Segment Start: Text for analysis

For decades, philanthropy has been understood as a fairly simple transaction. Actually, it hasn’t exactly been understood as a transaction at all. Philanthropy until now has always been seen as a one-way conduit, allowing individuals and businesses to solve problems large and small by throwing money, time or resources at them–with no expectation of return.
However, philanthropy of that sort is often ineffective, as much of it flows through hands that may not have the business or financial talent to maximize the philanthropic gifts provided by donors. Many purely philanthropic organizations are top-heavy, bureaucratic, and plagued by inefficiencies that simply wouldn’t survive on the open market.
An emerging trend, though, shows significant promise to alter the way we understand and practice philanthropy – for the better. As opposed to basic philanthropy (and as its name suggests), impact investing seeks to invest, rather than merely give. Like any other investment, impact investing expects a return. However, impact investors are willing to intentionally give up some potential financial gains to invest in companies, services, and products that promise to deliver on a social good or societal improvement. In fact, fully 41% of impact investors are willing to intentionally accept returns significantly below expected market rates.

Segment End: Text for analysis

◆ Activity list:
[a] Print the stretch of the text on philanthropy and impact investing from "However, philanthropy of" through "the open market.", word for word.
[b] Carry on the text about philanthropy and impact investing from where it stops.
The records below are separate material and are not part of the text on philanthropy.

Segment Start: Supplied material

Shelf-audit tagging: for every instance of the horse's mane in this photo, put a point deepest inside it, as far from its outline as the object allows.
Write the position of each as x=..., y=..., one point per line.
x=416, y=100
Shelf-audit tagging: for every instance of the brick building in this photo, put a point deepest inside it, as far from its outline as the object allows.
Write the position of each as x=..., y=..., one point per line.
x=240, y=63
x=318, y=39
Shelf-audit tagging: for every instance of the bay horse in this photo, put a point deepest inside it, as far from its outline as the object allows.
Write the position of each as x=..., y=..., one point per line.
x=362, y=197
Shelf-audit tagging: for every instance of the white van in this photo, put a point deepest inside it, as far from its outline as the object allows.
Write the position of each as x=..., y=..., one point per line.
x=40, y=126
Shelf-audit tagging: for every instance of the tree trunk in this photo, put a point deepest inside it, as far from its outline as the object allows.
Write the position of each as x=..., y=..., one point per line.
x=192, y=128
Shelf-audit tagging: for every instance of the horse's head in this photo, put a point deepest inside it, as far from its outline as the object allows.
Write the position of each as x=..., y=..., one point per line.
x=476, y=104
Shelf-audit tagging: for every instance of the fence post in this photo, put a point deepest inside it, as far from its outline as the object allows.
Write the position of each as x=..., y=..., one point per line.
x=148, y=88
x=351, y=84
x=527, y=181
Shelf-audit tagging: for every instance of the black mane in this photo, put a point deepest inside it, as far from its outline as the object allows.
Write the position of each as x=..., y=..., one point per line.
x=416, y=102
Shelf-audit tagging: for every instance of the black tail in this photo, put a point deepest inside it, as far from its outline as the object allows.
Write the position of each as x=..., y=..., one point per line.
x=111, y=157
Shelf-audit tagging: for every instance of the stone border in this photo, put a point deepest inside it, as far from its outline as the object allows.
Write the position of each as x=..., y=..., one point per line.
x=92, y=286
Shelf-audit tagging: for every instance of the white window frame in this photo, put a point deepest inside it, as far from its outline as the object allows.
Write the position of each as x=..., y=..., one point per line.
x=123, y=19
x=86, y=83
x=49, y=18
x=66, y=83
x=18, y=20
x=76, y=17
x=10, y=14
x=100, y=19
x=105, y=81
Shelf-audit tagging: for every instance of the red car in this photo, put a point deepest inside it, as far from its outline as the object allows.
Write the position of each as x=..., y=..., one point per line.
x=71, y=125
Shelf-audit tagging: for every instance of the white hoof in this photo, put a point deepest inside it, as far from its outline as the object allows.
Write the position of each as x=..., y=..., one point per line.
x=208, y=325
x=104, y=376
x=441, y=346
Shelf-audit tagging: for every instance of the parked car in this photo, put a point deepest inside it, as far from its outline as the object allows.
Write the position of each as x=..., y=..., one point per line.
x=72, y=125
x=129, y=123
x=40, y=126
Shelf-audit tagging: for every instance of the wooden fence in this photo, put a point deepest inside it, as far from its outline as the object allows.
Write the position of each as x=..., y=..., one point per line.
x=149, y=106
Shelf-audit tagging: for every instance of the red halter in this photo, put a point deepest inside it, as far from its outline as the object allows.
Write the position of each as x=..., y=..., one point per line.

Segment End: Supplied material

◆ Task answers:
[a]
However, philanthropy of that sort is often ineffective, as much of it flows through hands that may not have the business or financial talent to maximize the philanthropic gifts provided by donors. Many purely philanthropic organizations are top-heavy, bureaucratic, and plagued by inefficiencies that simply wouldn’t survive on the open market.

[b]
According to the Miller Center for Social Entrepreneurship, impact investors “provide financial support for social entrepreneurs, who are building lasting, market-based solutions for the poor.” Believing that governments and charities alone are not sufficient to effectively execute programs that meet the needs of the world’s poor, impact investors give social entrepreneurs with innovative and workable solutions access to the funding that allows them to implement those ideas.
For example, The Acumen Fund invested $1.79 million in Sproxil, a simple service that uses a camera phone to verify the authenticity of medicine, solving a problem faced in places like India, where markets are flooded with counterfeit drugs of dubious provenance. And, of course, the most famous example of impact investing is electric car manufacturer Tesla. At the moment, the name Tesla has near-luxury cache. But in 2003, Tesla was a relatively young company when investment firm Double Bottom Line began offering funding and guidance.
The result of that investment will likely be felt by our grandchildren, as Tesla’s subsequent success has provided legitimacy both to the mass appeal of electric vehicles and the social (and financial) wisdom of impact investing.